> [Work instructions]
Keep only the lines below that contain the string "dense", and copy each one in full. Case counts.

> [Supplied information]
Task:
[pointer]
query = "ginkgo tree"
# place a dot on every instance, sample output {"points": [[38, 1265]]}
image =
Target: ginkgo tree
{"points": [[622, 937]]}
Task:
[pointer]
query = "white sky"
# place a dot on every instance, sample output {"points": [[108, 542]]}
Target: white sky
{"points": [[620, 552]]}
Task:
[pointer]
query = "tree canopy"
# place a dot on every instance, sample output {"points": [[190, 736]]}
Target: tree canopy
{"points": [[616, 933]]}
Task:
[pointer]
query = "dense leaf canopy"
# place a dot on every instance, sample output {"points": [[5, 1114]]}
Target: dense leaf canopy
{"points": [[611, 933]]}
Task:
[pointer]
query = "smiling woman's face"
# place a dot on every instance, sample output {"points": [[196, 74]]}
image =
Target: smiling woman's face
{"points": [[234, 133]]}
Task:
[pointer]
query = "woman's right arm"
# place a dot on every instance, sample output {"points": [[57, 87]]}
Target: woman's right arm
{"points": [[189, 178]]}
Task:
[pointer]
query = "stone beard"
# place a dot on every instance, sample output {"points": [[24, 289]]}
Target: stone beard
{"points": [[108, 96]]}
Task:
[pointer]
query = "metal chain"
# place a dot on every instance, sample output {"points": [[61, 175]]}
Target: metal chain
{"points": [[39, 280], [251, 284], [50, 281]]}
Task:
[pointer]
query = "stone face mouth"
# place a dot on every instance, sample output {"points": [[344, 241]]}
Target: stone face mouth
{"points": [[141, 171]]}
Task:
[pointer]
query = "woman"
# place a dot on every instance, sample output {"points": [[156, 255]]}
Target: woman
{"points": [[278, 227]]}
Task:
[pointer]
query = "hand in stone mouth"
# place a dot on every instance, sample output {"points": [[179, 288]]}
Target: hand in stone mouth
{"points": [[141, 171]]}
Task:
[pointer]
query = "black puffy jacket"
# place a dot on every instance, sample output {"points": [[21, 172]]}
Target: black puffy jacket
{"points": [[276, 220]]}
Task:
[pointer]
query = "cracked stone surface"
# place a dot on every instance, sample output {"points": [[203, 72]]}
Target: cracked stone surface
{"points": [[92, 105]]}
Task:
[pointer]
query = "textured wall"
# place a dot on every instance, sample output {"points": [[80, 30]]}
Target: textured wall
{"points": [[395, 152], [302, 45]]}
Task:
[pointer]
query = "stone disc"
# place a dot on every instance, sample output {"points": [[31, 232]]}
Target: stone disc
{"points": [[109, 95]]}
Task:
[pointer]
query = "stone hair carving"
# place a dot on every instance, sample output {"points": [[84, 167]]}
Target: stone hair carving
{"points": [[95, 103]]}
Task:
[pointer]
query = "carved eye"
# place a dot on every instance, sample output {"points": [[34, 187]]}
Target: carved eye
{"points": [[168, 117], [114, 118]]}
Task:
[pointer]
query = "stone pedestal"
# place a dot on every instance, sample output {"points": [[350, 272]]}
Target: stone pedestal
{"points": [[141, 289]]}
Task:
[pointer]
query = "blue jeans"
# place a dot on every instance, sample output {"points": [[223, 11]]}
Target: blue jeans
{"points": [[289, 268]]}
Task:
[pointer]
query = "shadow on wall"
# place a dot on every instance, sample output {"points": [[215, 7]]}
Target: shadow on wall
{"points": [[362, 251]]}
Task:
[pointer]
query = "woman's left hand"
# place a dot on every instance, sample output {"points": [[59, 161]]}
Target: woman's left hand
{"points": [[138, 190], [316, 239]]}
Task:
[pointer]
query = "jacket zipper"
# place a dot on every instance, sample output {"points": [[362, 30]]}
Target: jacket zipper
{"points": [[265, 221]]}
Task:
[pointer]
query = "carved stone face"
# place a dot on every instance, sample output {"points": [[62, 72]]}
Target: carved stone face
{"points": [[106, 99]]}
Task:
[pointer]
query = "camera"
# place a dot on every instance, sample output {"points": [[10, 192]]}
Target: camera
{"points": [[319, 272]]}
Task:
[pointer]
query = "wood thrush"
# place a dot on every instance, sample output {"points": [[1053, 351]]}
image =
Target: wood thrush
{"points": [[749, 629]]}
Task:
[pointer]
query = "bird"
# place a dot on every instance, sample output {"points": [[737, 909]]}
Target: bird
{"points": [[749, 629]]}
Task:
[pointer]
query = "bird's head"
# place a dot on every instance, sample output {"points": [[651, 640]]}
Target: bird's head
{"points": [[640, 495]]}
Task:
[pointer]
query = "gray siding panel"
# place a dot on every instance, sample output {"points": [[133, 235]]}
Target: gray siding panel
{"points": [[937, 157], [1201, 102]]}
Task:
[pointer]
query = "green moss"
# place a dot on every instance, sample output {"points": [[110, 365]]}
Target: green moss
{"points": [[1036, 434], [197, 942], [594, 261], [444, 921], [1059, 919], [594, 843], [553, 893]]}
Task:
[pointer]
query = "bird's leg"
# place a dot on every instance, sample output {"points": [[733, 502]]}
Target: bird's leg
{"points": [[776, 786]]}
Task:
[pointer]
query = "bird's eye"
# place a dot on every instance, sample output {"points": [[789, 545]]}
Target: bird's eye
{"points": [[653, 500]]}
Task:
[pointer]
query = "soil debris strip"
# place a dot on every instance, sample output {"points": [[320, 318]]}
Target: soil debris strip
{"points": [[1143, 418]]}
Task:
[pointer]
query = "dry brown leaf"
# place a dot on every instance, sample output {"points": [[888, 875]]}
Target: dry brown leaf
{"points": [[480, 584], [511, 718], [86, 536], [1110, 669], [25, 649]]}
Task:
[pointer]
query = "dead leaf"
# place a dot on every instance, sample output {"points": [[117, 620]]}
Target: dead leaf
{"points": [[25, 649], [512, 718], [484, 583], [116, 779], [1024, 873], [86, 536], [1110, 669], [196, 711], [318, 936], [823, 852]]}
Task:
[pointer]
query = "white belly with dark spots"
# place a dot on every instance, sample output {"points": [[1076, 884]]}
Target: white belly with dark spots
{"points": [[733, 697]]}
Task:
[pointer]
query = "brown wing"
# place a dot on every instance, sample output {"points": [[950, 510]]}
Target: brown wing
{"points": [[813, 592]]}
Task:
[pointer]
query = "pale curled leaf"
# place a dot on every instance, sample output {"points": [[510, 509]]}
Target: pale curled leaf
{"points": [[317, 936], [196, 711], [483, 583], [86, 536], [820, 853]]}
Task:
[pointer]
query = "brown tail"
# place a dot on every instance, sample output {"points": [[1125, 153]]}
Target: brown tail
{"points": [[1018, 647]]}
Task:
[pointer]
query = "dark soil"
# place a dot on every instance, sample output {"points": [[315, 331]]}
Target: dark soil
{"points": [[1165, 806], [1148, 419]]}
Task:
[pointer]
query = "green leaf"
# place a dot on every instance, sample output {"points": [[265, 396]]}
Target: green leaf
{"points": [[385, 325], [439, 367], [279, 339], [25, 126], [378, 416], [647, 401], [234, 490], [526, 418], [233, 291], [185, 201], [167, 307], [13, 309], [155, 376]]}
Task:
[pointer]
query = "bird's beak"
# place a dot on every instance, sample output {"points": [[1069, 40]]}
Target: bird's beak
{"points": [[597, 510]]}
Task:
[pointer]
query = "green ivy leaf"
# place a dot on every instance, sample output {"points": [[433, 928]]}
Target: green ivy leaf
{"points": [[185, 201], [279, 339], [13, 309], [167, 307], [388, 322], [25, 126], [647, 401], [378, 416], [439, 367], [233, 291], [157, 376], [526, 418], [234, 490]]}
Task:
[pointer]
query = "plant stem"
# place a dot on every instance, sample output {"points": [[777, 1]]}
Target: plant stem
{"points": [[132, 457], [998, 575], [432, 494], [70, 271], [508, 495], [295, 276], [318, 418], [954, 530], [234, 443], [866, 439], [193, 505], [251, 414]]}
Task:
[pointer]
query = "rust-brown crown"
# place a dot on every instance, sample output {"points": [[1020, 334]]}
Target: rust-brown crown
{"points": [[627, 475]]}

> [Result for this exercise]
query = "dense leaf canopy"
Target: dense leaf canopy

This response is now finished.